* Data provided:
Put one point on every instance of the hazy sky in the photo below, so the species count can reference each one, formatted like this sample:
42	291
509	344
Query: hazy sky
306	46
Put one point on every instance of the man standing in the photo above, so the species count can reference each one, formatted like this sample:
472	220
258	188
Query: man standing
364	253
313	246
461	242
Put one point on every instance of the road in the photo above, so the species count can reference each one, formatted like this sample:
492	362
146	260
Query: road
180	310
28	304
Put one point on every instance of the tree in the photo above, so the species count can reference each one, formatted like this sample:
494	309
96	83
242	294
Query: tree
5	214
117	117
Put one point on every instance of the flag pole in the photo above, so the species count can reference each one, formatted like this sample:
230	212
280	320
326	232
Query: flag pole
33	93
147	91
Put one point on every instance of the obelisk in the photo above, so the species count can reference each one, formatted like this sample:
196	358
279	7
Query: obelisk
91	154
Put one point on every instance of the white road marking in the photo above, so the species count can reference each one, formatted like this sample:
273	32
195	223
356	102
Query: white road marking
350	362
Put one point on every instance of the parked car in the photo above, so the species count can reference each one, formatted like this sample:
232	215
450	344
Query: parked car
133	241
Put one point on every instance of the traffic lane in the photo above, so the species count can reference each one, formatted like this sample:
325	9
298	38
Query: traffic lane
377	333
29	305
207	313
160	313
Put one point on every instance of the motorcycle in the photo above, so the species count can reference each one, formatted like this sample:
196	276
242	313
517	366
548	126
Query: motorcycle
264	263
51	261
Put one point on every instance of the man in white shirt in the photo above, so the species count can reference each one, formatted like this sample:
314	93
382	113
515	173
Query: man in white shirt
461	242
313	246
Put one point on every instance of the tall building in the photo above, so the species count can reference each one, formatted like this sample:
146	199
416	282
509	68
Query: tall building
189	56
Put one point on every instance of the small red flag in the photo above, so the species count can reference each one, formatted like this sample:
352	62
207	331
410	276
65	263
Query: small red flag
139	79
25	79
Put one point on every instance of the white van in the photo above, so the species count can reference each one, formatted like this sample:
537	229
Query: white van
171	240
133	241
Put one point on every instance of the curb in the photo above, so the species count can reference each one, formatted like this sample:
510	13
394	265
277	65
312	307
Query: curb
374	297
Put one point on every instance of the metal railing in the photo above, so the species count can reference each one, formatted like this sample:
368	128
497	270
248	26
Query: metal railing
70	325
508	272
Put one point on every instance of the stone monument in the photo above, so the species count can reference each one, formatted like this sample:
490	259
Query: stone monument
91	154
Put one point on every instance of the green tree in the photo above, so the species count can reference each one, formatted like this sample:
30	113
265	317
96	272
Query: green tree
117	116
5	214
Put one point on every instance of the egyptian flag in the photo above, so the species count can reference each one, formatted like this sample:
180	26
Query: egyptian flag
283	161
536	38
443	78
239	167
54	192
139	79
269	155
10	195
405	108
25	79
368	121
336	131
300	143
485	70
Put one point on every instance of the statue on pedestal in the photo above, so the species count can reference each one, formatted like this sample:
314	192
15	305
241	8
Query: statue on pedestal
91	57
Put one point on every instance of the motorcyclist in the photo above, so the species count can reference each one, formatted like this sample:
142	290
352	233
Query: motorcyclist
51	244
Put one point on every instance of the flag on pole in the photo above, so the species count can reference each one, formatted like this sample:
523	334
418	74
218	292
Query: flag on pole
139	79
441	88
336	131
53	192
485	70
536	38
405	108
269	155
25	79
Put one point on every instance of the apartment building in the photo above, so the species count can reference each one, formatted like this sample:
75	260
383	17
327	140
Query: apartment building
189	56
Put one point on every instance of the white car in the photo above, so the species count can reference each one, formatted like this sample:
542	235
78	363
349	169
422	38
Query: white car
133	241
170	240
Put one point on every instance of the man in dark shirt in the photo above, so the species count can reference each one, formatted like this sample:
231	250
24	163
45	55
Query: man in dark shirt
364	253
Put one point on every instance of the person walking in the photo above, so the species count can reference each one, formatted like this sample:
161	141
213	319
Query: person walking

* Short exercise:
Nothing but the lines from the one with "Put one point on every instance of the stone" through the last line should be repeated, each exactly as it stands.

* Answer in full:
Put one point on every instance of the stone monument in the photo above, so the species count can reference each one, formatted like this sample:
490	259
Query: stone monument
91	154
Put one point on every instance of the green tree in the photo above, so the species count can reference each one, formatted like this sample:
30	113
265	317
96	272
Query: green tree
117	116
5	214
Put one point on every instance of the egyptian flag in the photo above, so the species count can reference each one, formatted like this sample:
180	26
Query: egyptian flag
283	161
536	38
443	78
239	167
54	192
139	79
269	155
10	195
405	108
25	79
368	121
336	131
300	143
485	70
Put one point on every instance of the statue on pedestal in the photo above, so the species count can reference each one, formatted like this sample:
314	192
15	305
241	8
Query: statue on pedestal
91	57
Put one point on every instance of the motorcyclist in the photo above, so the species count can reference each one, formatted like this sample:
142	290
352	233
Query: motorcyclist
51	244
Put one point on every instance of the flag on pole in the photo above, so the species count can reference each one, formatted like this sample:
523	334
418	74
218	292
Query: flag on pole
139	79
441	88
336	131
53	192
485	70
536	38
405	108
269	155
25	79
Put one point on every instance of the apartment building in the photo above, so the species count can reference each one, formatted like this sample:
75	260
383	17
327	140
Query: apartment building
189	56
Put one point on every instance of the white car in the photo above, so the species count can reference each one, formatted like this sample:
542	235
78	363
349	169
422	38
Query: white car
133	241
170	240
Put one point on every instance of the man in dark shirt in the photo above, so the species count can reference each one, formatted like this sample:
231	250
24	163
45	55
Query: man in dark shirt
364	253
Put one point on every instance of the person walking in the photo above, so the species count can reference each one, formatted like this sample:
161	141
213	319
Query: person walking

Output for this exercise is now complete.